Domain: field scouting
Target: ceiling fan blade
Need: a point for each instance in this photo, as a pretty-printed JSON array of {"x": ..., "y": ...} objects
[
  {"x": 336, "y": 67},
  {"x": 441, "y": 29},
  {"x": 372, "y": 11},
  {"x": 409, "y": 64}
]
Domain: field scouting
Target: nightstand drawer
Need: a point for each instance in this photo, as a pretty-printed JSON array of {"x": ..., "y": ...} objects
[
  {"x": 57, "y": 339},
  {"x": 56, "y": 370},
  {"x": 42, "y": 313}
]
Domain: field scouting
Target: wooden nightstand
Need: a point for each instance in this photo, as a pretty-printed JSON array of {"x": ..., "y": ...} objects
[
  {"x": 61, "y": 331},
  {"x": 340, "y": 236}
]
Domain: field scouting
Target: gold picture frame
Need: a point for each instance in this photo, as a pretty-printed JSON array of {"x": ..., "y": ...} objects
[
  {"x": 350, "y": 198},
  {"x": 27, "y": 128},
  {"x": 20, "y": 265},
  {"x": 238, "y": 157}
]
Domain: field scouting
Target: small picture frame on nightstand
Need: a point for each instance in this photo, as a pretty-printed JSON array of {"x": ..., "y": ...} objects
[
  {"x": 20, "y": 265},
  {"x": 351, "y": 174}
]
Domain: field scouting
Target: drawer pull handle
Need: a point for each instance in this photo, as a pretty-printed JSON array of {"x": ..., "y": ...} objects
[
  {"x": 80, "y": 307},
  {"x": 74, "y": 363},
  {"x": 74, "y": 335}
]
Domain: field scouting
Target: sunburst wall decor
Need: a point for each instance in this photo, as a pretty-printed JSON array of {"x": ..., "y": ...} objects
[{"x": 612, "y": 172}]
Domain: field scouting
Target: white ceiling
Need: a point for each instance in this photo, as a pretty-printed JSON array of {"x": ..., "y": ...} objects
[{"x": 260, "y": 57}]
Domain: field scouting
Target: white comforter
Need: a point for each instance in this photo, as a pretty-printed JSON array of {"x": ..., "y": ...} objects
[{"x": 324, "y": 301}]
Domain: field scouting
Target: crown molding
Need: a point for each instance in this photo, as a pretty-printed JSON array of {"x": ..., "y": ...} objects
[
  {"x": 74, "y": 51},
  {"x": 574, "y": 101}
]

• • • • •

* _CONSIGNES ET EXIGENCES_:
Renvoyez toutes les lignes ci-dessus à l'identique, sans en modifier aucune.

* _SOLUTION PROPOSÉE_:
Domain: field scouting
Target: ceiling fan blade
Need: a point for each instance in this photo, as a pretty-printed JSON array of {"x": ..., "y": ...} objects
[
  {"x": 336, "y": 67},
  {"x": 441, "y": 29},
  {"x": 372, "y": 11},
  {"x": 409, "y": 64}
]
Domain: field scouting
Target: nightstand drawer
Need: a point for each instance in this photo, as a pretty-printed JSON array of {"x": ..., "y": ...} objects
[
  {"x": 57, "y": 339},
  {"x": 56, "y": 370},
  {"x": 42, "y": 313}
]
Domain: field scouting
Target: wooden nightstand
Need: a point for each instance in this photo, as a pretty-printed JSON array of {"x": ..., "y": ...} objects
[
  {"x": 61, "y": 331},
  {"x": 340, "y": 236}
]
Domain: field scouting
Target: gold picture frame
Need: a point for each instance in this photo, as a pretty-printed JSON array of {"x": ..., "y": ...} objects
[
  {"x": 350, "y": 198},
  {"x": 27, "y": 128},
  {"x": 20, "y": 265},
  {"x": 238, "y": 157}
]
Domain: field scouting
Target: small picture frame on nightstand
Need: a point for each instance in this photo, as a pretty-printed JSON array of {"x": ..., "y": ...} objects
[
  {"x": 20, "y": 265},
  {"x": 351, "y": 174}
]
Domain: field scouting
Target: drawer pull handle
Need: a point for each instance in this photo, as a pretty-printed JSON array of {"x": ..., "y": ...} objects
[
  {"x": 80, "y": 307},
  {"x": 74, "y": 363},
  {"x": 74, "y": 335}
]
Domain: field scouting
Target: sunburst wall decor
Need: a point for each instance in this photo, as a pretty-printed JSON array of {"x": ..., "y": ...} objects
[{"x": 612, "y": 172}]
Domain: field scouting
Target: white ceiling
Need: a point for each instance in this photo, as a pretty-printed JSON array of {"x": ..., "y": ...} objects
[{"x": 260, "y": 57}]
Domain: field scouting
Target: white comforter
Need: a point for each instance in this photo, as a pretty-printed JSON array of {"x": ..., "y": ...} objects
[{"x": 324, "y": 301}]
Domain: field scouting
Target: crown molding
Need: a point for each instance in this photo, as a pretty-printed JSON array of {"x": ..., "y": ...} objects
[
  {"x": 74, "y": 51},
  {"x": 574, "y": 101}
]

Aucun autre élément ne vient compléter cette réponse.